ACTION DEMANDÉE 1:
Transcrivez fidèlement un passage du texte source, en commençant aux mots « Feindre la nature » et en vous arrêtant après « attentats sont commis. ».
ACTION DEMANDÉE 2:
En vous appuyant sur le texte source, expliquez pourquoi, selon Weber, les protestants connaissent une accumulation du capital plus rapide. Répondez en une à trois phrases.

TEXTE SOURCE:
Feindre la nature paisible de l’islam permet à cette religion d'échapper aux critiques
Ferghane Azihari | 05 janvier 2021
Pour Ferghane Azihari, délégué général de l’Académie libre des sciences humaines (ALSH) et issu d’une famille de culture musulmane, ceux qui estiment que le système politique français est responsable de la radicalisation à l’origine des attentats et des violences des islamistes sous-estiment le rôle de la religion au nom de laquelle ces attentats sont commis.
En 1905, Max Weber publiait un ouvrage pour expliquer les inégalités économiques entre les protestants et les catholiques de son pays. Selon le sociologue allemand, le protestantisme valorise davantage l’effort et la vie austère. Il encourage ses adeptes au labeur et à l’épargne. C’est pourquoi ils connaissent une accumulation du capital plus rapide. Que l’on adhère ou non à la lecture du protestantisme de Weber, il est difficile de nier son hypothèse : les croyances ont une influence décisive sur l’action humaine.
ERREUR DU MATÉRIALISME
Jusqu’au XIXe siècle, tout le monde admettait cette hypothèse. Ainsi, les penseurs des Lumières subordonnaient la lutte contre l’oppression à celle contre l’obscurantisme. Dans son Essai sur les mœurs, Voltaire note que l’histoire n’a cessé d’être défigurée par les superstitions, « jusqu’à ce qu’enfin la philosophie vienne éclairer les hommes ». Cette conception « subjectiviste » de l’histoire – qui fait des croyances individuelles son moteur – a laissé place à une lecture « matérialiste ». Selon les matérialistes, les idées sont secondaires. Elles n’ont aucune influence et dépendent de circonstances politiques ou économiques qui les précèdent.
Le théoricien le plus célèbre du matérialisme historique est Marx, pour qui les idéologies découlent de rapports de classes. Cependant, Marx n’a pas le monopole de cette pensée. Elle a aussi inspiré ses adversaires. Les architectes du Plan Marshall pensaient qu’il suffisait de juguler la misère en Europe pour défaire le socialisme. Parce qu’ils étaient convaincus que l’embourgeoisement protégeait contre cette idéologie, les stratèges américains n’ont pas vu qu’elle séduisait de plus en plus chez eux, alors que l’Amérique devenait la première puissance mondiale.

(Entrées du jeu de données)
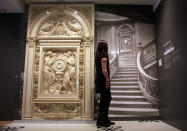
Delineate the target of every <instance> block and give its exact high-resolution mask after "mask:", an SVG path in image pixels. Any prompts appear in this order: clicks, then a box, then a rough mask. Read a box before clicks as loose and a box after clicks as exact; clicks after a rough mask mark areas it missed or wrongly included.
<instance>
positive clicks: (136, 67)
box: [118, 65, 138, 69]
mask: <svg viewBox="0 0 187 131" xmlns="http://www.w3.org/2000/svg"><path fill="white" fill-rule="evenodd" d="M118 69H138V67H137V66H135V65H134V66H123V67H120V66H119V67H118Z"/></svg>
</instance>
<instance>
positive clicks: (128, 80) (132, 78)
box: [111, 78, 138, 82]
mask: <svg viewBox="0 0 187 131" xmlns="http://www.w3.org/2000/svg"><path fill="white" fill-rule="evenodd" d="M137 81H138V78H126V79H125V78H123V79H111V82H137Z"/></svg>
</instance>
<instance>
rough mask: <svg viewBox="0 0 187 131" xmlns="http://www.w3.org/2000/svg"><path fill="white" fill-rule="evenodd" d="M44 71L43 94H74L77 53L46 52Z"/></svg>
mask: <svg viewBox="0 0 187 131" xmlns="http://www.w3.org/2000/svg"><path fill="white" fill-rule="evenodd" d="M43 55H44V59H43V60H44V66H43V71H42V85H43V86H42V93H44V94H74V93H75V91H76V67H75V66H76V52H75V51H66V52H64V53H61V52H54V51H46V52H44V53H43Z"/></svg>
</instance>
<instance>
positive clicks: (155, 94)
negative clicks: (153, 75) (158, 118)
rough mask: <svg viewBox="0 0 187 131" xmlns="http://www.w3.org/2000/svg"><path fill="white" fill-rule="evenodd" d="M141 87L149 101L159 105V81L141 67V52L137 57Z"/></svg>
mask: <svg viewBox="0 0 187 131" xmlns="http://www.w3.org/2000/svg"><path fill="white" fill-rule="evenodd" d="M137 66H138V70H139V75H138V81H139V86H140V89H141V91H142V93H143V94H144V96H145V97H146V98H147V100H148V101H149V102H151V103H154V104H155V105H158V79H157V78H154V77H151V76H150V75H148V74H147V73H146V72H145V71H144V69H143V68H142V66H141V52H138V55H137Z"/></svg>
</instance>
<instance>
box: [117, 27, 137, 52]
mask: <svg viewBox="0 0 187 131" xmlns="http://www.w3.org/2000/svg"><path fill="white" fill-rule="evenodd" d="M134 31H135V30H134V26H133V24H128V23H124V24H121V25H120V26H119V27H118V28H117V43H118V45H119V52H120V55H125V54H128V55H133V54H134V53H135V51H134V49H135V47H134V46H135V44H134Z"/></svg>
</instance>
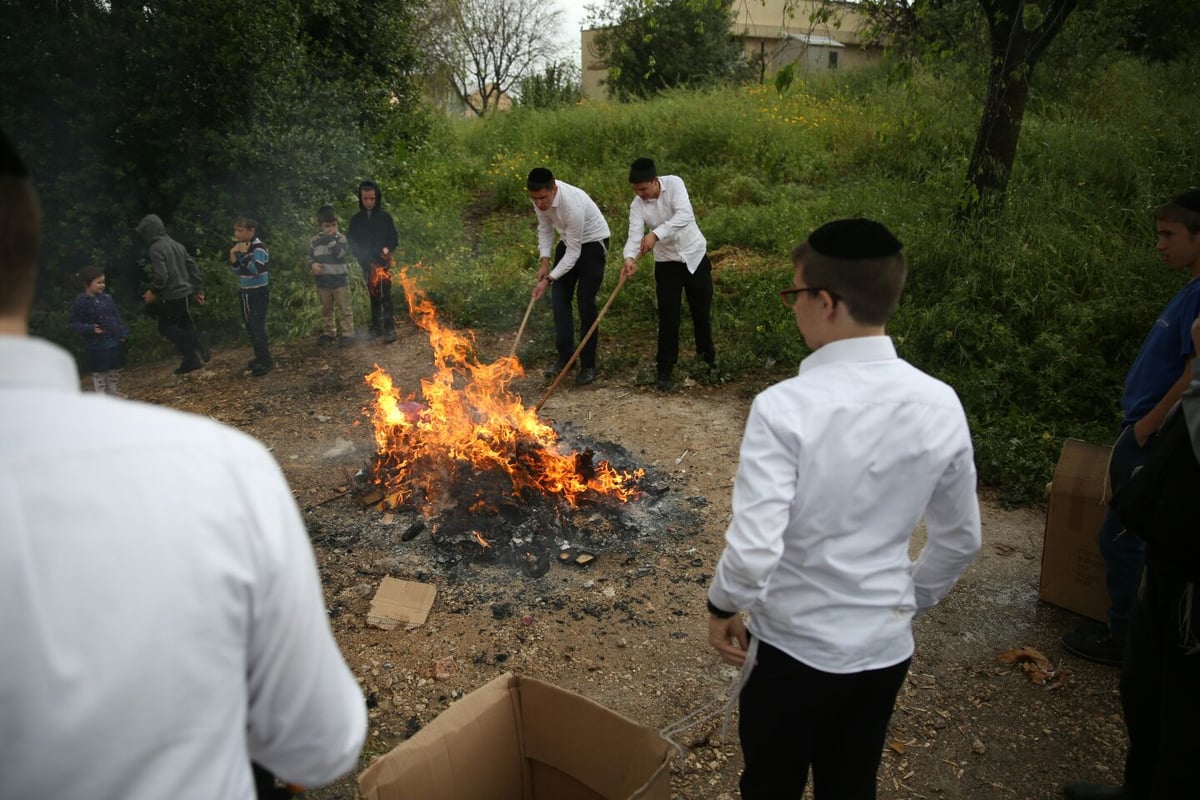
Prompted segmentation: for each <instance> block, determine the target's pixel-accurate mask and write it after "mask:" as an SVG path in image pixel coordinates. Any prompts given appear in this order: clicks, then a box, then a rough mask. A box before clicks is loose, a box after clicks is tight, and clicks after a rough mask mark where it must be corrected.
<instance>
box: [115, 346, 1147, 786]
mask: <svg viewBox="0 0 1200 800" xmlns="http://www.w3.org/2000/svg"><path fill="white" fill-rule="evenodd" d="M402 332H403V336H402V338H401V341H400V342H397V343H396V344H391V345H386V347H383V345H370V344H365V343H364V344H359V345H355V347H350V348H346V349H337V348H323V347H317V345H316V344H296V345H290V347H278V348H276V350H277V362H278V365H280V366H278V368H277V369H276V371H275V372H272V373H270V374H269V375H266V377H265V378H262V379H254V378H251V377H248V375H245V374H242V365H245V363H246V360H247V357H248V349H246V348H218V349H217V350H216V351H215V354H214V359H212V362H211V363H210V365H209V366H208V367H206V368H205V369H203V371H199V372H196V373H192V374H188V375H185V377H182V378H176V377H174V375H172V374H170V369H172V366H173V365H170V363H166V362H163V363H157V365H151V366H146V367H139V368H134V369H128V371H127V373H126V378H125V380H124V387H125V389H126V391H127V392H128V393H130V396H131V397H132V398H134V399H139V401H143V402H150V403H157V404H162V405H170V407H174V408H179V409H182V410H187V411H192V413H196V414H202V415H205V416H211V417H214V419H217V420H220V421H222V422H226V423H229V425H233V426H235V427H239V428H241V429H244V431H246V432H247V433H250V434H252V435H254V437H257V438H258V439H260V440H262V441H264V443H265V444H266V445H268V446H269V447H271V450H272V451H274V453H275V456H276V458H277V459H278V462H280V464H281V465H282V468H283V470H284V473H286V475H287V477H288V481H289V482H290V485H292V487H293V491H294V493H295V495H296V500H298V503H299V505H300V506H301V509H304V510H305V518H306V522H307V524H308V529H310V533H311V536H312V542H313V547H314V549H316V554H317V559H318V564H319V567H320V571H322V578H323V583H324V588H325V594H326V602H328V606H329V613H330V620H331V624H332V627H334V632H335V634H336V637H337V639H338V642H340V644H341V646H342V650H343V652H344V655H346V658H347V661H348V662H349V664H350V667H352V668H353V669H354V673H355V674H356V675H358V678H359V680H360V682H361V685H362V691H364V694H365V696H366V698H367V703H368V706H370V718H371V730H370V735H368V740H367V747H366V752H365V754H364V764H365V763H366V762H367V760H368V759H370V758H371V757H372V756H374V754H378V753H383V752H386V751H388V750H389V748H390V747H391V746H392V745H395V744H396V742H398V741H401V740H403V739H406V738H407V736H410V735H413V734H414V733H415V732H416V730H419V729H420V728H421V727H424V726H425V724H426V723H428V722H430V721H431V720H432V718H433V717H436V716H437V715H438V712H440V711H442V710H443V709H445V708H446V706H448V705H449V704H451V703H454V702H455V700H456V699H458V698H460V697H462V696H463V694H466V693H468V692H470V691H472V690H473V688H475V687H478V686H480V685H482V684H485V682H487V681H488V680H491V679H492V678H494V676H496V675H497V674H499V673H502V672H505V670H511V672H515V673H521V674H526V675H530V676H535V678H540V679H542V680H547V681H551V682H553V684H557V685H559V686H563V687H565V688H570V690H574V691H577V692H580V693H582V694H584V696H587V697H589V698H592V699H594V700H596V702H599V703H602V704H605V705H607V706H610V708H612V709H614V710H617V711H619V712H622V714H624V715H626V716H629V717H631V718H634V720H636V721H638V722H641V723H643V724H647V726H650V727H654V728H664V727H667V726H670V724H672V723H674V722H677V721H679V720H680V718H683V717H685V716H686V715H689V714H691V712H694V711H696V710H697V709H700V708H702V706H704V705H707V704H710V703H713V702H715V700H716V699H718V698H720V697H721V696H722V694H724V693H725V692H726V690H727V687H728V682H730V680H731V678H732V673H731V672H730V670H728V669H727V668H725V667H722V666H720V662H719V661H718V658H716V657H715V656H714V655H713V652H712V650H710V649H709V648H708V645H707V642H706V636H707V628H706V625H707V613H706V609H704V591H706V587H707V584H708V581H709V578H710V576H712V571H713V566H714V565H715V563H716V559H718V557H719V555H720V551H721V545H722V534H724V530H725V525H726V523H727V519H728V513H730V489H731V485H732V477H733V473H734V470H736V467H737V453H738V445H739V441H740V435H742V425H743V422H744V419H745V414H746V410H748V409H749V401H750V397H749V393H750V392H749V391H748V390H745V389H744V387H742V386H739V385H738V384H736V383H733V384H724V385H720V386H702V385H684V386H682V387H680V389H679V390H678V391H677V392H676V393H673V395H668V396H664V395H660V393H658V392H655V391H653V389H652V387H647V386H637V385H628V384H626V383H624V381H623V379H622V378H619V377H612V375H607V374H606V373H605V372H604V369H602V365H601V371H600V378H599V379H598V381H596V383H595V384H593V385H592V386H588V387H584V389H577V387H575V386H574V385H572V384H568V385H565V386H564V387H562V389H559V390H558V392H557V393H554V395H553V396H552V397H551V398H550V401H548V402H547V403H546V405H545V407H544V409H542V416H544V417H546V419H547V420H551V421H552V422H553V423H554V425H556V427H558V428H559V429H560V431H563V432H564V434H565V435H566V437H568V438H571V437H574V438H575V440H576V441H580V443H583V444H584V445H587V444H590V445H593V446H594V447H595V450H596V451H598V452H602V453H606V455H608V456H611V457H613V458H617V459H623V461H624V462H628V463H636V464H638V465H641V467H643V468H646V469H647V476H646V479H644V487H643V488H644V491H643V493H642V495H641V497H640V498H638V499H637V500H635V501H632V503H631V504H629V505H628V506H626V507H622V509H619V510H618V511H612V510H611V509H608V507H602V509H601V507H589V506H588V505H587V504H582V505H581V506H580V509H578V510H574V511H568V512H563V511H562V510H556V511H554V512H553V513H552V515H551V516H550V517H547V518H545V519H542V521H538V522H534V523H526V522H516V523H511V522H506V523H505V524H508V525H510V527H511V528H512V529H514V530H515V531H517V533H516V539H517V540H522V541H523V540H524V539H526V537H527V536H528V537H533V536H534V535H535V534H536V535H540V536H541V537H542V540H544V545H545V547H546V549H547V551H548V552H547V565H546V569H545V570H540V569H539V570H528V569H526V564H527V560H524V559H521V558H512V557H511V549H510V551H509V553H510V555H505V557H504V558H500V557H496V555H493V557H491V558H476V557H475V555H476V554H474V553H472V552H470V551H469V549H468V551H461V549H458V548H457V546H456V545H451V546H450V547H446V546H445V542H443V546H440V547H439V543H438V541H437V539H438V537H437V536H436V535H434V530H433V527H434V523H436V522H438V521H431V519H427V518H425V516H424V515H421V513H420V512H419V511H416V510H415V509H404V507H401V509H396V510H392V511H384V512H380V511H379V510H377V509H376V507H365V506H364V505H362V504H361V503H360V501H359V500H358V499H356V494H358V492H359V488H360V487H359V485H358V482H356V480H355V474H356V473H358V471H359V470H361V469H364V468H366V467H367V465H368V464H370V463H371V459H372V450H373V440H372V437H371V427H370V421H368V419H367V417H366V416H365V415H364V411H362V409H365V408H367V407H368V405H370V404H371V403H372V401H373V390H371V389H370V387H368V386H367V385H366V384H365V383H364V380H362V378H364V375H366V374H367V373H368V372H371V371H372V368H373V366H374V365H376V363H378V365H380V366H384V367H385V368H386V369H388V371H389V372H390V373H391V374H392V377H394V378H395V379H396V383H397V384H398V385H401V386H402V387H406V389H407V390H410V391H415V390H416V389H418V386H419V379H420V378H421V377H424V375H425V374H426V373H427V372H428V371H430V363H431V349H430V347H428V343H427V341H425V336H424V335H422V333H421V332H420V331H416V330H415V329H413V327H412V326H403V327H402ZM493 350H496V353H504V351H506V350H505V349H504V347H503V345H500V344H498V345H496V347H494V348H493ZM480 354H481V359H486V357H488V356H490V354H488V351H487V345H486V344H484V345H480ZM538 366H540V365H538ZM514 389H515V390H516V391H517V392H518V393H522V395H523V396H524V397H526V398H527V403H529V404H532V403H533V402H534V401H533V399H528V398H536V397H539V396H540V395H541V392H542V391H544V384H542V381H541V379H540V373H536V372H533V373H532V375H530V377H527V378H523V379H521V380H518V381H516V384H514ZM442 524H443V525H445V524H446V522H445V521H443V522H442ZM522 524H527V525H529V527H530V529H529V530H532V529H533V528H536V529H538V530H536V531H533V533H529V530H527V529H522V528H521V525H522ZM1042 525H1043V513H1042V511H1040V510H1037V509H1033V510H1015V511H1009V510H1003V509H1001V507H1000V506H997V505H996V504H994V503H990V501H988V500H986V499H985V501H984V549H983V552H982V554H980V557H979V558H978V559H977V561H976V564H974V565H973V566H972V567H971V569H970V571H968V572H967V575H966V576H965V578H964V581H962V582H961V583H960V585H959V587H958V588H956V589H955V590H954V591H953V593H952V595H950V596H949V597H948V599H947V600H946V601H944V602H943V603H942V606H940V607H938V608H937V609H935V610H934V612H932V613H930V614H928V615H926V616H924V618H922V619H920V620H918V622H917V626H916V631H917V639H918V644H917V655H916V657H914V661H913V667H912V672H911V674H910V678H908V681H907V684H906V685H905V688H904V690H902V692H901V697H900V700H899V704H898V709H896V712H895V715H894V717H893V724H892V735H890V745H889V747H888V750H887V751H886V753H884V758H883V768H882V770H881V774H880V796H881V798H883V799H886V800H888V799H899V798H964V799H974V798H980V799H982V798H1015V799H1022V800H1024V799H1042V798H1056V796H1058V793H1057V786H1058V784H1060V783H1061V782H1063V781H1067V780H1074V778H1080V777H1086V778H1090V780H1098V781H1116V780H1117V778H1118V776H1120V766H1121V763H1122V756H1123V747H1124V734H1123V727H1122V724H1121V716H1120V709H1118V704H1117V686H1116V678H1117V675H1116V670H1114V669H1111V668H1104V667H1096V666H1092V664H1086V663H1082V662H1079V661H1072V660H1069V657H1068V656H1066V655H1064V654H1063V652H1062V650H1061V648H1060V645H1058V643H1057V637H1058V634H1060V633H1061V632H1062V631H1063V630H1066V628H1067V627H1069V626H1072V625H1075V624H1078V622H1079V621H1081V620H1080V619H1079V618H1076V616H1074V615H1073V614H1069V613H1067V612H1062V610H1058V609H1055V608H1052V607H1048V606H1043V604H1039V603H1038V602H1037V581H1038V570H1039V559H1040V542H1042ZM451 527H452V525H451ZM460 527H461V525H460ZM438 530H439V531H440V530H442V527H440V525H439V527H438ZM511 539H512V537H511V536H510V540H511ZM564 545H565V546H569V547H572V548H575V552H586V553H589V554H592V555H594V558H593V559H590V560H586V563H583V564H580V563H577V561H576V560H574V559H570V560H558V558H557V555H558V554H559V553H560V551H562V547H563V546H564ZM468 553H470V555H469V557H468V555H467V554H468ZM385 576H392V577H398V578H403V579H406V581H420V582H425V583H430V584H433V585H434V587H436V588H437V597H436V600H434V603H433V608H432V612H431V614H430V618H428V620H427V621H426V624H425V625H421V626H419V627H412V628H407V630H406V628H404V627H398V628H396V630H394V631H382V630H377V628H373V627H368V626H367V625H366V616H367V608H368V606H370V601H371V597H372V596H373V595H374V591H376V589H377V588H378V585H379V582H380V581H382V579H383V578H384V577H385ZM1016 646H1031V648H1037V649H1039V650H1040V651H1042V652H1044V654H1045V655H1046V656H1049V657H1050V660H1051V661H1052V662H1054V666H1055V667H1056V668H1062V669H1066V670H1067V675H1066V679H1064V680H1062V681H1061V682H1060V684H1058V687H1057V688H1054V690H1046V688H1044V687H1042V686H1039V685H1036V684H1033V682H1031V681H1030V679H1028V678H1027V676H1026V674H1025V673H1024V672H1022V670H1020V669H1019V668H1014V667H1012V666H1006V664H1002V663H1000V662H998V661H997V656H998V655H1000V654H1001V652H1002V651H1004V650H1008V649H1010V648H1016ZM718 727H719V720H707V721H703V722H701V723H698V724H697V726H695V727H694V728H691V729H689V730H688V732H685V733H684V734H680V735H677V736H674V740H676V741H677V742H678V744H679V745H680V746H682V747H683V748H684V756H683V757H679V758H676V760H674V765H673V776H672V787H673V790H674V793H676V795H677V796H678V798H683V799H688V800H692V799H701V798H715V799H732V798H736V796H737V777H738V772H739V769H740V753H739V750H738V746H737V738H736V734H732V733H731V734H730V735H728V736H727V739H726V740H725V741H719V740H718V738H716V730H718ZM353 792H354V789H353V782H352V781H350V780H344V781H342V782H340V783H338V784H335V786H334V787H329V788H326V789H322V790H319V792H313V793H311V796H313V798H318V799H326V800H332V799H340V798H352V796H353Z"/></svg>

RÉSULTAT 1:
Feindre la nature paisible de l’islam permet à cette religion d'échapper aux critiques
Ferghane Azihari | 05 janvier 2021
Pour Ferghane Azihari, délégué général de l’Académie libre des sciences humaines (ALSH) et issu d’une famille de culture musulmane, ceux qui estiment que le système politique français est responsable de la radicalisation à l’origine des attentats et des violences des islamistes sous-estiment le rôle de la religion au nom de laquelle ces attentats sont commis.

RÉSULTAT 2:
Selon Weber, le protestantisme valorise davantage l'effort et la vie austère, et il encourage ses adeptes au labeur et à l'épargne. C'est pour cette raison que leur capital s'accumule plus vite.